*** Opening PROVIDED DATA ***

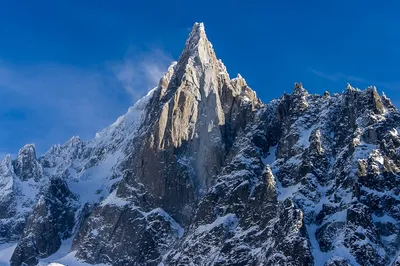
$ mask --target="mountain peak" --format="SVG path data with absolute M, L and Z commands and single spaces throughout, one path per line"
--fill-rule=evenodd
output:
M 36 159 L 36 148 L 35 144 L 26 144 L 18 152 L 18 158 L 30 156 Z
M 202 32 L 202 33 L 205 34 L 204 23 L 203 23 L 203 22 L 195 22 L 195 23 L 193 24 L 193 27 L 192 27 L 192 32 L 193 32 L 193 31 Z
M 210 56 L 215 57 L 212 44 L 208 41 L 203 23 L 195 23 L 186 40 L 185 48 L 179 62 L 186 62 L 190 57 L 198 57 L 201 61 L 208 61 Z M 215 58 L 216 60 L 216 58 Z
M 193 44 L 196 45 L 200 40 L 207 40 L 206 31 L 203 23 L 195 22 L 192 30 L 190 31 L 189 38 L 186 41 L 186 46 Z
M 36 159 L 36 149 L 34 144 L 27 144 L 19 150 L 14 164 L 14 170 L 22 181 L 34 178 L 38 181 L 41 177 L 41 166 Z
M 292 94 L 293 95 L 307 95 L 308 92 L 303 87 L 303 84 L 301 82 L 295 82 Z

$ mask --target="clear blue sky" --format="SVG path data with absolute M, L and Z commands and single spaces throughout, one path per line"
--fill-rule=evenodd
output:
M 196 21 L 264 102 L 295 81 L 312 93 L 349 82 L 399 106 L 399 12 L 398 1 L 0 1 L 0 154 L 94 136 L 156 84 Z

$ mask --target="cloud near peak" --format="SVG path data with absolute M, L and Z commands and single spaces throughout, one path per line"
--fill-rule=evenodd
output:
M 133 101 L 158 85 L 172 57 L 155 49 L 139 54 L 128 51 L 122 62 L 111 64 L 117 79 Z
M 155 87 L 171 62 L 161 50 L 93 68 L 0 59 L 1 153 L 29 142 L 39 155 L 74 135 L 93 137 Z

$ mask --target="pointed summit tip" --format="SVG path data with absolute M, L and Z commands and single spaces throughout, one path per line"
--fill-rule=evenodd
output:
M 292 94 L 293 95 L 302 95 L 302 94 L 308 94 L 308 92 L 303 87 L 303 84 L 301 82 L 295 82 Z
M 196 30 L 198 32 L 200 32 L 200 31 L 205 32 L 204 31 L 204 23 L 203 22 L 195 22 L 192 27 L 192 31 L 194 31 L 194 30 Z
M 294 83 L 294 89 L 302 89 L 302 88 L 303 88 L 303 83 L 301 82 Z
M 237 74 L 236 78 L 233 78 L 231 81 L 238 81 L 238 80 L 246 82 L 246 80 L 239 73 Z
M 196 22 L 190 31 L 189 38 L 186 40 L 185 50 L 193 50 L 202 40 L 208 43 L 204 24 Z
M 33 154 L 36 157 L 36 147 L 35 144 L 25 144 L 18 152 L 18 156 L 23 154 Z
M 178 60 L 178 68 L 185 66 L 188 60 L 194 57 L 198 57 L 203 63 L 212 61 L 214 64 L 219 64 L 212 44 L 207 39 L 204 24 L 198 22 L 194 23 L 189 37 L 186 40 L 185 47 Z
M 350 83 L 346 84 L 346 91 L 354 91 L 354 87 L 350 85 Z
M 207 38 L 206 37 L 206 30 L 204 29 L 204 23 L 203 22 L 195 22 L 192 30 L 190 31 L 189 39 L 193 37 L 198 37 L 198 38 Z
M 207 38 L 206 30 L 204 29 L 204 23 L 203 22 L 195 22 L 192 27 L 192 30 L 190 31 L 189 40 L 190 39 L 201 39 L 201 38 Z

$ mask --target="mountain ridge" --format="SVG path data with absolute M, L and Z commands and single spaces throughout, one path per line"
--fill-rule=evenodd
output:
M 1 162 L 0 244 L 11 265 L 399 265 L 398 129 L 375 87 L 262 103 L 195 23 L 94 139 Z

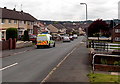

*** Closing PROVIDED DATA ***

- _EXERCISE_
Would you copy out every line in the records that includes the string "peak"?

- _RESPONSE AREA_
$ mask --target="mountain peak" --format="SVG path data with absolute M, L and Z commands and single spaces throughout, one path per line"
$ mask --target="cloud near peak" --format="SVG path data with absolute M, L and Z commands and single spaces throughout, one path per line"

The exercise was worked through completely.